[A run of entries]
+--
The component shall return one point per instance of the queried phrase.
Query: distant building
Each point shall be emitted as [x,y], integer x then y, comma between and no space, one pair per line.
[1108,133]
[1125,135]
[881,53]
+--
→ Challenge
Reproduce the entries above, switching "phrase" to "expression" and leaving everything else unchanged.

→ Result of the task
The component shall return one point per instance of the queried expression.
Query: distant building
Each point shall be emitted as [x,y], integer x then y, comma between and no space, one pair per line.
[1108,133]
[1125,135]
[881,53]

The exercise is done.